(Recorded data)

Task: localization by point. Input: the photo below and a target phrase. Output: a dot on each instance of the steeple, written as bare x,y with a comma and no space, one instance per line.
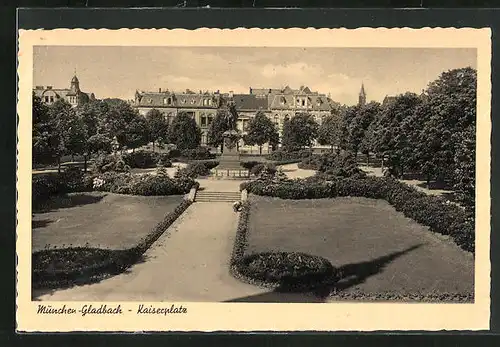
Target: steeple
362,95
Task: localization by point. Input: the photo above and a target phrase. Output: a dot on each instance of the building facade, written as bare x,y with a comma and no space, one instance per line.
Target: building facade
73,95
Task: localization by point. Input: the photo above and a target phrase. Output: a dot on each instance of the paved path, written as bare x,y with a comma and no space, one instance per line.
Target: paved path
190,264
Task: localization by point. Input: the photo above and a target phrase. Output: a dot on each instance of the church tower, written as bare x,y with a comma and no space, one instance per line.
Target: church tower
362,96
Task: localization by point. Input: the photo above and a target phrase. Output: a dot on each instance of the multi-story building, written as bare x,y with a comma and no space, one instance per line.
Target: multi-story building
277,104
285,103
73,95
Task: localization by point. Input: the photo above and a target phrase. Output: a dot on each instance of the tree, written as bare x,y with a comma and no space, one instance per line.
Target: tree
261,130
365,115
184,132
63,116
392,140
136,132
300,131
157,126
45,137
329,131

(End Recorded data)

**What the task asks:** Return the material from above in full, exactly as written, with the pictures omitted.

**Solution below:**
Task: localization by point. Input: the photo below and a target phrase. Output: a dot on each instance of the steeple, written as bare x,y with a comma and no space, one instance per line.
Target: steeple
362,95
Task: localization by point. Input: the photo above and a target phrase. Output: a dot on each instance of the building facade, written as bare x,y with a comma and no space, one instance per line.
Target: building facade
73,95
Task: localization by point. Input: the photo above and a target phrase. Output: a dot on each instance of the paved path, written as bare x,y with a comma and no space, one instance per line.
Target: paved path
190,264
Task: localization by point. Input: the photo above and a target phrase. Output: a dot on each instance of the church tower, written as bare x,y with a comma and no space, one instance per line.
Target: church tower
362,96
Task: localization by point. Input: the photo above and a target phrase. Output: a dot on each instance of the multi-story building, written as bare x,y with a comma and no space, one instance per line.
Target: multi-story building
277,104
285,103
73,95
Task: localization by point. Input: the photo above and a target phrase. Output: a dot on each instance of the tree, written as bare x,y with a comma and no space, one instance per line.
Target: tree
261,130
365,115
184,132
63,116
392,140
136,132
300,131
157,126
45,137
329,131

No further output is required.